→ **Provided passage**:
/---

CORRESP 11 filename11.htm corresp.htm
 
GRAPHIC


3280 PEACHTREE ROAD
SUITE 2670
ATLANTA, GA 30305
(404) 419-2670
 
May 18, 2012
 
Via EDGAR and FEDEX

Ms. Mellissa Campbell Duru
Special Counsel
Division of Corporation Finance
Office of Mergers and Acquisitions
U.S. Securities and Exchange Commission
100 F Street, N.E.
Washington, D.C.  20549-3628
 
Re:  J. Alexander’s Corporation
  Preliminary Proxy Statement on Schedule 14A
  Filed by Privet Fund LP, Privet Fund Management LLC, Ryan Levenson,
  Ben Rosenzweig and Todd Diener
  Filed May 3, 2012
  File No. 001-08766
 
Dear Ms. Duru:
 
This letter responds to the comments of the staff (the “Staff”) of the Securities and Exchange Commission (the “SEC”) to the proxy materials included in the Preliminary Schedule 14A filed on May 3, 2012, filed by Privet Fund LP, Privet Fund Management LLC, Ryan Levenson, Ben Rosenzweig, and Todd Diener (collectively, “ The Committee to Strengthen J. Alexander’s” or the “Committee”) with respect to the 2012 annual meeting of shareholders (the “2012 Annual Meeting”) of J. Alexander’s Corporation (the “Company”).  The Staff’s comments were provided to Ben Rosenzweig via email on May 11, 2012.
 
This letter and the accompanying revised Preliminary Proxy Statement (the “Preliminary Proxy Statement”) are being filed with the SEC electronically today.  In addition to the electronic filing, we are delivering via Federal Express a hard copy of this letter, along with two courtesy copies of the Preliminary Proxy Statement marked to indicate changes from the original Preliminary Proxy Statement.  For the convenience of the Staff, each of the Staff's comments is reproduced in bold type face and is followed by the corresponding response of the Committee.  Capitalized terms not otherwise defined herein are used as defined in the Preliminary Proxy Statement.
 
 
 

 
 
General
 
1.
Please fill in all blanks and confirm bracketed information. In this regard, please confirm the total number and identity of the nominees that you intend to nominate to the Board.
 
 
The Committee respectfully notes the Staff’s comment and will fill in all blanks and confirm all bracketed information in the Preliminary Proxy Statement and include information as of the most reasonably practicable date prior to the filing of the definitive proxy statement.  The Committee will confirm the total number and identity of the Nominees that it intends to nominate to the Board promptly following the Company’s announcement of the total number of directors to be elected at the Annual Meeting, and in any event prior to the filing of the Committee’s definitive proxy statement.  At this time, the Committee confirms that it does not intend to nominate more than the two Nominees named in the Preliminary Proxy Statement.

\---

→ **Exercise material**:
/---

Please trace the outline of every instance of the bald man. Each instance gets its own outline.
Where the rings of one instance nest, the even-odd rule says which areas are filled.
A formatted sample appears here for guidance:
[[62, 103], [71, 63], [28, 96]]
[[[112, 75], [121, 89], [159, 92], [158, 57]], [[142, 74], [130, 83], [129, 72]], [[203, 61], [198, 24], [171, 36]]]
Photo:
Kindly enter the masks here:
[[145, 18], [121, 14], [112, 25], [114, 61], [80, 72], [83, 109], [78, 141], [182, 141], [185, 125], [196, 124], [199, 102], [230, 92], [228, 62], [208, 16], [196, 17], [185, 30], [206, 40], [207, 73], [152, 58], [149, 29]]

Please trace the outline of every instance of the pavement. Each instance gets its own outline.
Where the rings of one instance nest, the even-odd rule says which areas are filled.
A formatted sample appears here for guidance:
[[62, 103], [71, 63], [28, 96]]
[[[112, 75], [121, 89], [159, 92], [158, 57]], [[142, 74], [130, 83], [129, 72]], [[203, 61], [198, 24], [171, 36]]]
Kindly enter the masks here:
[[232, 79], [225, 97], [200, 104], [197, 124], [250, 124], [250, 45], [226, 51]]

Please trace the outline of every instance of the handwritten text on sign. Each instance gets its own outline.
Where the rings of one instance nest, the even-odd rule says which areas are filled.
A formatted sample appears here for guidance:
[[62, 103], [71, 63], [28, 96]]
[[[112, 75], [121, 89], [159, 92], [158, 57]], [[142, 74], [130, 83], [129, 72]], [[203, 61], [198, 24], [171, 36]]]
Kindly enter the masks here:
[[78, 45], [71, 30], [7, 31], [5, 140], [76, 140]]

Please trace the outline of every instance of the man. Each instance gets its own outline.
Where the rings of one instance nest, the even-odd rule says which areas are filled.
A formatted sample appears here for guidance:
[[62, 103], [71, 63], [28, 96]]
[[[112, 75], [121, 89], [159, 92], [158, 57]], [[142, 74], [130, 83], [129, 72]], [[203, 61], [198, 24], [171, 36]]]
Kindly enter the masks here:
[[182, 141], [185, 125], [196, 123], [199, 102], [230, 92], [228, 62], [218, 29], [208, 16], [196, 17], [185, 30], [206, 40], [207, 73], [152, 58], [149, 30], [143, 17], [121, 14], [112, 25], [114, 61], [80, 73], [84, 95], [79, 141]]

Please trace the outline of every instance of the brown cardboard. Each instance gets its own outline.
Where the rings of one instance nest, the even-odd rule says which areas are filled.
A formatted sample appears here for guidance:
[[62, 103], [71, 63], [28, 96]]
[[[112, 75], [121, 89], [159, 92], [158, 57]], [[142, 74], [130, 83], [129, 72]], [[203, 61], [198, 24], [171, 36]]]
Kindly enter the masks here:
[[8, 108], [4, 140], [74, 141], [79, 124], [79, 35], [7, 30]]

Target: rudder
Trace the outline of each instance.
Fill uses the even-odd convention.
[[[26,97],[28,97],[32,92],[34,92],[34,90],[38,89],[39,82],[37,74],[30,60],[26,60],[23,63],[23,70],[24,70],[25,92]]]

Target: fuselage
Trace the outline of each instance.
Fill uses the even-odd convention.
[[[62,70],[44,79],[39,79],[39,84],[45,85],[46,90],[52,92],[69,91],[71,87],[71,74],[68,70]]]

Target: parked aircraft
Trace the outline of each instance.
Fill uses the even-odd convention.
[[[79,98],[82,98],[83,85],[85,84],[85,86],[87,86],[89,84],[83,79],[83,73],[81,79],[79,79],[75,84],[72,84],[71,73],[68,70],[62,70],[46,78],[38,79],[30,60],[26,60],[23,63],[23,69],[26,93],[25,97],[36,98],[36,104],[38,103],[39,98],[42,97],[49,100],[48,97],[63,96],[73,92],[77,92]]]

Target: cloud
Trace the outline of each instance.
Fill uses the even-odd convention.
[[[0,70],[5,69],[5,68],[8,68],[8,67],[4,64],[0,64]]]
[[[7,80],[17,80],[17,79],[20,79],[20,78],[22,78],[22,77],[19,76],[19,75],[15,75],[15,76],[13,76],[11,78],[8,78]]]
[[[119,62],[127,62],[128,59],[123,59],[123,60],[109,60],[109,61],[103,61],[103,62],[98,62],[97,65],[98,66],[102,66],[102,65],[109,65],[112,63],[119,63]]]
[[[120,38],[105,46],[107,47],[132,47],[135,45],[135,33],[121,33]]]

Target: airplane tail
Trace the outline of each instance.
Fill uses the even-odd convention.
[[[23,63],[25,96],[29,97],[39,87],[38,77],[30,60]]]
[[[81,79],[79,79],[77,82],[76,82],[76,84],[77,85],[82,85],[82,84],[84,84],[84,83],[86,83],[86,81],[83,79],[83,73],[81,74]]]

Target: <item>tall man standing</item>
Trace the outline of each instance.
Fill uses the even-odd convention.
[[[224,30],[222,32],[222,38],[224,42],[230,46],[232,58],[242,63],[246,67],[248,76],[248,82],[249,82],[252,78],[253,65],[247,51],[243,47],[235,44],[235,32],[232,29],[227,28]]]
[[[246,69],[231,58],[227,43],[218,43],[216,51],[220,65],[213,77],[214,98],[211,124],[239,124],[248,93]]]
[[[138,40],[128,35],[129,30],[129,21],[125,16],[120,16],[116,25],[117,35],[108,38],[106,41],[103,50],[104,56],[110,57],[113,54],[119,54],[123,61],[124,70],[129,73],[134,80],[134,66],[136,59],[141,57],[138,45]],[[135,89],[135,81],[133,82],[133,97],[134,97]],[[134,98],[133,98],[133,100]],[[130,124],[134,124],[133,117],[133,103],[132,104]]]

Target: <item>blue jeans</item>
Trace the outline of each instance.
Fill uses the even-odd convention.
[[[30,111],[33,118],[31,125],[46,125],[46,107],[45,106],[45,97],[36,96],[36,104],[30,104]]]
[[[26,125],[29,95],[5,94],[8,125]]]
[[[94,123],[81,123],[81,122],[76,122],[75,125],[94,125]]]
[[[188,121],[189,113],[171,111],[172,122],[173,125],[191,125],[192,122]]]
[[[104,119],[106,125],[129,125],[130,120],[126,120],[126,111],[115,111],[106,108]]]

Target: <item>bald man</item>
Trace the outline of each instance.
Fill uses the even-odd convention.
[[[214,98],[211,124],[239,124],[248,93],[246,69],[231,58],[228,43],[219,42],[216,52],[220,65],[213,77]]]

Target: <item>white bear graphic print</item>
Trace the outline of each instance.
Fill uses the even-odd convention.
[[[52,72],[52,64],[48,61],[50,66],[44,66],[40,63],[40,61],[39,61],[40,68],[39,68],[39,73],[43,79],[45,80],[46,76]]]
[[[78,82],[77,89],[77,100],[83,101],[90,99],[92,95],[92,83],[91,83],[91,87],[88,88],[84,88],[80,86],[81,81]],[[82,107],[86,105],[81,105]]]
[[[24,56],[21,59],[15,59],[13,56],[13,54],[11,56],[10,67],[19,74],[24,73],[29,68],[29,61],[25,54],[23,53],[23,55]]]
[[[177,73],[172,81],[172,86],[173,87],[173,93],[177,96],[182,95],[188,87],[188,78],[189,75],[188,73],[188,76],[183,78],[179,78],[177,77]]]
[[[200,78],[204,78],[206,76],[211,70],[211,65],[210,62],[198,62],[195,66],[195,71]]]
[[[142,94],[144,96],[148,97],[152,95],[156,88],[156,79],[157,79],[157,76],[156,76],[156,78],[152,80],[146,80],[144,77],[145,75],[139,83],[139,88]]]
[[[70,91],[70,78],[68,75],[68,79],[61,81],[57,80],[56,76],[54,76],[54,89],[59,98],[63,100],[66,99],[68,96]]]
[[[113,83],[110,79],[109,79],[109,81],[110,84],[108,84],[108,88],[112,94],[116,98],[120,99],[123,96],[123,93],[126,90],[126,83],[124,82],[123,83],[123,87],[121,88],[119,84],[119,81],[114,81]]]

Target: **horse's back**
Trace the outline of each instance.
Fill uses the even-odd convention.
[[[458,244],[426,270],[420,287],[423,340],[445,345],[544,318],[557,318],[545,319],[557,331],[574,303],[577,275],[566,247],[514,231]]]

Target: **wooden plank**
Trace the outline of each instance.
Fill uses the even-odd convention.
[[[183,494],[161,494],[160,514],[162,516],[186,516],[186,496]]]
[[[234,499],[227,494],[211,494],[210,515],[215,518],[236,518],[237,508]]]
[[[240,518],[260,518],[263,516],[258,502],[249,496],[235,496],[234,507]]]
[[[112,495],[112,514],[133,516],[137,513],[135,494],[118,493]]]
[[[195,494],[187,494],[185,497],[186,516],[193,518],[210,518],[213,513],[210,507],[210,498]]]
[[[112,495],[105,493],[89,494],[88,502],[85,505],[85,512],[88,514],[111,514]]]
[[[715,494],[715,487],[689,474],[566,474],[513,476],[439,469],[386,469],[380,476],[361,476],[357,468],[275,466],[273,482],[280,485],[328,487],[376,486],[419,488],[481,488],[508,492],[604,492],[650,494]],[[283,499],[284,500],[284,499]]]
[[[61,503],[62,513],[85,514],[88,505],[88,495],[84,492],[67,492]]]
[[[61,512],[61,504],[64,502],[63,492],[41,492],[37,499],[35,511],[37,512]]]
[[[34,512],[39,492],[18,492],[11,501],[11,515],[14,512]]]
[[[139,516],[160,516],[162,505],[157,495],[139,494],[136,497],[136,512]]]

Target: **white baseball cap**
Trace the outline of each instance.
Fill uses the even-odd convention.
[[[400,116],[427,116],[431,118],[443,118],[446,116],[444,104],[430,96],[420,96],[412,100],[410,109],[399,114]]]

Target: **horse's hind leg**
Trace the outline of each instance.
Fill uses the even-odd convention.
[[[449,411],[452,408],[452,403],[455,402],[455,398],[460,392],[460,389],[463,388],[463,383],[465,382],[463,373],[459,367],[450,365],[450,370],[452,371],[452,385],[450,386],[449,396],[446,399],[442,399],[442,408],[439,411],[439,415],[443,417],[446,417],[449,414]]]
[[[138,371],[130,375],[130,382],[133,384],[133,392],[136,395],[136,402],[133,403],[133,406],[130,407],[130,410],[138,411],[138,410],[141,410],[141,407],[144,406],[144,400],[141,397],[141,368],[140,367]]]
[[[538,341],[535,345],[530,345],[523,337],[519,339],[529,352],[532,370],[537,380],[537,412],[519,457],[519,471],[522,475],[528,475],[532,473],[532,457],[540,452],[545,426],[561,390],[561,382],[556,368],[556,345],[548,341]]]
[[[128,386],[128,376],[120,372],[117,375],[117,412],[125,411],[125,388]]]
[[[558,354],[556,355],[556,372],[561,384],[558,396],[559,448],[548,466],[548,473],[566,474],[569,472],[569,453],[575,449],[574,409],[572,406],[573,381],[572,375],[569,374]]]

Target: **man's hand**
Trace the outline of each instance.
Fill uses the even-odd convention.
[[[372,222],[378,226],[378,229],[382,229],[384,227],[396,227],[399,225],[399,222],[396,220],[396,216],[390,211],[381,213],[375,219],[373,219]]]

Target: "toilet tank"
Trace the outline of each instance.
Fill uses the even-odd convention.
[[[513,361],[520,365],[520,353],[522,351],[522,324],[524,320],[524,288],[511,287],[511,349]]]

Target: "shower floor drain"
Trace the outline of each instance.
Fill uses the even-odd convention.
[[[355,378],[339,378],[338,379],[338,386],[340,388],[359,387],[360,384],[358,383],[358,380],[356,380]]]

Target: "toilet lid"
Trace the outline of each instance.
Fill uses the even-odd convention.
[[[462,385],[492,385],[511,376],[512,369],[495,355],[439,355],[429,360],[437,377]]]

\---

→ **Directive 1**:
Pull out every row that contains the word "toilet".
→ **Directive 2**:
Pick up the letter answering the SEC staff's comments on the proxy statement and keep writing it from its last sentence onward.

→ **Answer 1**:
Target: "toilet tank"
Target: "toilet lid"

→ **Answer 2**:
 
2.
Please remove disclosure on the second page of the proxy statement that sets forth a prediction regarding the possibility that Mr. Stout will not be elected. Refer generally to Note (d) to Rule 14a-9.
 
We have revised the referenced language to remove any prediction regarding the possibility that Mr. Stout will not be elected and instead simply state the historical voting results published by the Company.

3.
Further to our comment above. Please explain the disclosure regarding your nominees plans to support an expansion of the Board. Have your nominees committed to, or otherwise agreed with, any of the participants regarding any specific actions they will take if elected, including but not limited to expanding the current board and/or specific appointments they will make to the Board? Refer to Item 5(b) of Schedule 14A. We may have further comment.
 
 
We confirm that our Nominees have not committed to or otherwise agreed with any of the participants regarding any specific actions that they will take if elected other than (1) in the event that Mr. Stout is not re-elected, proposing that the size of the board be increased by one member and that Mr. Stout be appointed to fill the vacancy created thereby, and (2) the plans and actions described at page 17 in response to comment 8.
 
4.
Your disclosure implies a link between the possible failure of Mr. Stout to be re-elected and a decision by the Board to expand the board to ensure “continuity”. If two of your nominees receive the plurality of the votes cast, continuity is seemingly assured given that there are 2 remaining board seats that would be filled by the company’s nominees who received the plurality of votes cast (assuming such company nominees do not resign and agree to serve if your nominees are elected). Please revise or advise.
 
 
We have revised the referenced disclosure to focus on the potential benefit of having the Chief Executive Officer continue to serve on the Board.
 
 
 
2

 
 
The Company’s Stock Price Has Significantly Underperformed…, page 8
 
5.
Refer to footnote 4 to the table presented on page 8. Please revise to explain in greater detail why the participants believe the peer group chosen is appropriate. We note the focus for comparison appears to be whether a restaurant has been a public company for a particular duration but no mention is made regarding similarities, if any, in the scale of restaurant, locale, clientele, etc.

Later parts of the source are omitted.